**TO BE DONE:** Extract exactly and only the lines of the data below, starting at the line with "for every instance of the woman with blonde" and stopping after the final line.

**Items from a data source:**
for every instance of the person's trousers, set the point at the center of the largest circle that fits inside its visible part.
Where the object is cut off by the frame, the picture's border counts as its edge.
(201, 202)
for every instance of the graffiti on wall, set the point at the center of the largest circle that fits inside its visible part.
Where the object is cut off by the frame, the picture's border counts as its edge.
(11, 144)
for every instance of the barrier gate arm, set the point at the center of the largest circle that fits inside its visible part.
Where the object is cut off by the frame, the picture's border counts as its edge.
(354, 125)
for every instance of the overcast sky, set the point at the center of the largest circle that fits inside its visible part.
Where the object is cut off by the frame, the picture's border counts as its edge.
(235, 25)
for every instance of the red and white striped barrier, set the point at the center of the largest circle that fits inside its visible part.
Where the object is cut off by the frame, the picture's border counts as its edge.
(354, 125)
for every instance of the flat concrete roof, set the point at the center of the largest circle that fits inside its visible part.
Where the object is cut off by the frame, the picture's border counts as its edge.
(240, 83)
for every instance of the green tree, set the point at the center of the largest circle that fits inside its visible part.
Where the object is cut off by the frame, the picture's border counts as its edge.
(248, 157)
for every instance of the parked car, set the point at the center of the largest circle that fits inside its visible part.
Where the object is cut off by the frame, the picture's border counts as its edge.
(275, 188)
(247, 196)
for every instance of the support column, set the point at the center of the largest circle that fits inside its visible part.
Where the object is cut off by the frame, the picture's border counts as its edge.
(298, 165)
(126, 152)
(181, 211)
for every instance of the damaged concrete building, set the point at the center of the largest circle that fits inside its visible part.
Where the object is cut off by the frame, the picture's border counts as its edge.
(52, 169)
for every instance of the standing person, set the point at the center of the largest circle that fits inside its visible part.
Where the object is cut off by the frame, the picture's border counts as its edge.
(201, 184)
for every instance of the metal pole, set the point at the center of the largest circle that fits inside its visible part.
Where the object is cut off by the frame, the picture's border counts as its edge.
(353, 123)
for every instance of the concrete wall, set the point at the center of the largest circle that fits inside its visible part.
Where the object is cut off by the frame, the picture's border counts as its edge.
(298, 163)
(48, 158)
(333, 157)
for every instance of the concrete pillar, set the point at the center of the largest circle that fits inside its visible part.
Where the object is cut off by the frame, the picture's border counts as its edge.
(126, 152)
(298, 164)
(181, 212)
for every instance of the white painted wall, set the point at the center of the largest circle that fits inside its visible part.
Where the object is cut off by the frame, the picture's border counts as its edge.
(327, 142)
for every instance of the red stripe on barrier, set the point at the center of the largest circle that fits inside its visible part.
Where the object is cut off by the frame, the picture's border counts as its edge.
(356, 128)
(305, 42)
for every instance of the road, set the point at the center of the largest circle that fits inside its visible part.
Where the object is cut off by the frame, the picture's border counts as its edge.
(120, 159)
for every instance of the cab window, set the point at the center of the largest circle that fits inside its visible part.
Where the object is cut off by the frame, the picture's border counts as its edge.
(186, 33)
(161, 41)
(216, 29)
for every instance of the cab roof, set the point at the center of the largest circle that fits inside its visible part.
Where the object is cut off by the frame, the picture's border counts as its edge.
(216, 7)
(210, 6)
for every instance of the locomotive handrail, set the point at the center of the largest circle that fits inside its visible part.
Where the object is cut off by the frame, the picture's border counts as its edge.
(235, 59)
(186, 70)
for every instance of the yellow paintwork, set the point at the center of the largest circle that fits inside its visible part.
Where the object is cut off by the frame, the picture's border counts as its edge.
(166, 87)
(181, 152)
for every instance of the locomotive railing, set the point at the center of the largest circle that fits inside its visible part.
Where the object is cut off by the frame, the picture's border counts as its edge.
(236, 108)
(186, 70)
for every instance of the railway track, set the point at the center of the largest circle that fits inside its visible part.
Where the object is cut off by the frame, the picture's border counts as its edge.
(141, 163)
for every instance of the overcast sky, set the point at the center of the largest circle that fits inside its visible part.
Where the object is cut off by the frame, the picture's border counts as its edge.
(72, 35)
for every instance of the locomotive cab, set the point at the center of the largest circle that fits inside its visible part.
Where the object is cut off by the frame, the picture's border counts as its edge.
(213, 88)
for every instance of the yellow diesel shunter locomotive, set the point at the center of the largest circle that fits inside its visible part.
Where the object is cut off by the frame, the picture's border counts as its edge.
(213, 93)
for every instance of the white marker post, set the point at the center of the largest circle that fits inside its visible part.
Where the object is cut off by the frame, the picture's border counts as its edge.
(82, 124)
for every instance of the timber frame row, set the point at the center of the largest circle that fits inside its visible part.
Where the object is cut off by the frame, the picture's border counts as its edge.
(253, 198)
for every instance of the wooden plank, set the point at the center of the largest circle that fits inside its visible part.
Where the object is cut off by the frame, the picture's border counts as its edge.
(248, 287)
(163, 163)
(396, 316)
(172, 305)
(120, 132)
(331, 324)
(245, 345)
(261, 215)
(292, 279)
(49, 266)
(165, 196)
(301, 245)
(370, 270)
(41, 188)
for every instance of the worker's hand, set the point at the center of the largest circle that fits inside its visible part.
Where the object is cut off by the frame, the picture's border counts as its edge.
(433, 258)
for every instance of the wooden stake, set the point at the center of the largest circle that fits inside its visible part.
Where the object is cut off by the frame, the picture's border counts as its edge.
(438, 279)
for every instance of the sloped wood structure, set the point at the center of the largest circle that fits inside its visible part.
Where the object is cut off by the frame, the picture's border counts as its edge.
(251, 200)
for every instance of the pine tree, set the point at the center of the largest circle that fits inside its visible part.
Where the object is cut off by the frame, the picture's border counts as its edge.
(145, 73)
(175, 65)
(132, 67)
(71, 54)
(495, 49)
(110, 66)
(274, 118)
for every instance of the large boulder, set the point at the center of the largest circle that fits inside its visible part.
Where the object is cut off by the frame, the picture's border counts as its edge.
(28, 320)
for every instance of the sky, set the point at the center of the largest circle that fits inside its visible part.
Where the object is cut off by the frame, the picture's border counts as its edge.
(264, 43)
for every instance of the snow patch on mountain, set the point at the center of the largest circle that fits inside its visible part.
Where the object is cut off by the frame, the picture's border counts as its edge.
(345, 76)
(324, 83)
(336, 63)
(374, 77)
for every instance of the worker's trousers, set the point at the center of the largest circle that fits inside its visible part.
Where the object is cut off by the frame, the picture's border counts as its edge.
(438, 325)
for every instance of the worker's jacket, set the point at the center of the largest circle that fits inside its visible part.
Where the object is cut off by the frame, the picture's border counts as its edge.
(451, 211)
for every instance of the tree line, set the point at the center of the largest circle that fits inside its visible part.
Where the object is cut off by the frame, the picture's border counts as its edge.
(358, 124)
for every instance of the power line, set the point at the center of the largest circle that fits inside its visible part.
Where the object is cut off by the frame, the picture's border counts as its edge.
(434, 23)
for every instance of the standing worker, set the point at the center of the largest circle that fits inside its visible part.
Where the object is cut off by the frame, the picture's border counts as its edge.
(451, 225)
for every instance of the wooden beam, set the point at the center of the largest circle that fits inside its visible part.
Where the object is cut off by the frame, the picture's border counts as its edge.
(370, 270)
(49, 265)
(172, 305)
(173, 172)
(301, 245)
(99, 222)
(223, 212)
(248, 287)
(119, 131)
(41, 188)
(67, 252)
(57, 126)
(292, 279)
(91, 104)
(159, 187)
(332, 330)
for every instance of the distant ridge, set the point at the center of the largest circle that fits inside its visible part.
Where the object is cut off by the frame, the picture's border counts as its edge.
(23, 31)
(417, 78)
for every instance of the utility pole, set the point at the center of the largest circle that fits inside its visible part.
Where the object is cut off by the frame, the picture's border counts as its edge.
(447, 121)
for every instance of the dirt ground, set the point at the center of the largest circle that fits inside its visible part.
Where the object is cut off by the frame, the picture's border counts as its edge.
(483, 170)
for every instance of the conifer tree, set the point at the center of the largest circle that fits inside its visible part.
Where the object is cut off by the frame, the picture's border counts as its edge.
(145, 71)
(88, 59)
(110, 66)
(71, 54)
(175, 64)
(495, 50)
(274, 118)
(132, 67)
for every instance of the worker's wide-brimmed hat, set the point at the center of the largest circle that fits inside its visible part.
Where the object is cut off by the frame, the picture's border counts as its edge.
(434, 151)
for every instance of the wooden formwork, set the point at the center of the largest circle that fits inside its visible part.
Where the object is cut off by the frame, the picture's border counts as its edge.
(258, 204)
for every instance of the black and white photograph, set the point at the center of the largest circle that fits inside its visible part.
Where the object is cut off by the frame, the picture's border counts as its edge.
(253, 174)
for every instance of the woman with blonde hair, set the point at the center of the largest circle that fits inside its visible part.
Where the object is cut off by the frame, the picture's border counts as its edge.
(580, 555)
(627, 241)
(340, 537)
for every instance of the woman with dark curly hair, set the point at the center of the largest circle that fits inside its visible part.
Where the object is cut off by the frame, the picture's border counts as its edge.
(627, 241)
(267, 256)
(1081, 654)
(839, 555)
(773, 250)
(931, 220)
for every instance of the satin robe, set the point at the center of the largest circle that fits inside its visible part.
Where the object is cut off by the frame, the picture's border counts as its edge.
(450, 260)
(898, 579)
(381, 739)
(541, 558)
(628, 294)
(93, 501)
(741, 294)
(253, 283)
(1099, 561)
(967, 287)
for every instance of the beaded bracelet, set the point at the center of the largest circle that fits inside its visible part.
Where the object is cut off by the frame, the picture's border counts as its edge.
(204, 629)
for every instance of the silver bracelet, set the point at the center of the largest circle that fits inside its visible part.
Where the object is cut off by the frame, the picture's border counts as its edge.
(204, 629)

**REPLY TO THE EXERCISE:**
for every instance of the woman with blonde hair, set the point at the center of the largest circle that fits inside its visible part.
Where the object is cut off by the frame, the picture's border counts as its edge.
(580, 555)
(627, 241)
(340, 537)
for every instance of the woman with dark curly hair, set the point at the center of the largest circle that fits inside its visible part.
Where the object is cut off by the frame, the picture's border counts as its edge.
(627, 241)
(267, 256)
(1081, 654)
(839, 555)
(773, 250)
(931, 220)
for every instance of the satin robe, set the point at the center of the largest circle that fits inside its visible part.
Where the object is cut off by the frame, the picture's border counts as its edge.
(450, 260)
(898, 579)
(381, 739)
(541, 558)
(628, 294)
(93, 501)
(741, 294)
(253, 283)
(1099, 561)
(967, 287)
for every instance of the beaded bracelet, set the point at the center of the largest circle that fits inside its visible part.
Where the object is cut off by the frame, the picture's border counts as its edge.
(204, 629)
for every instance of the silver bracelet, set the point at the center of the largest circle that fits inside its visible part.
Where the object is cut off by the frame, the picture's border counts as its edge.
(204, 629)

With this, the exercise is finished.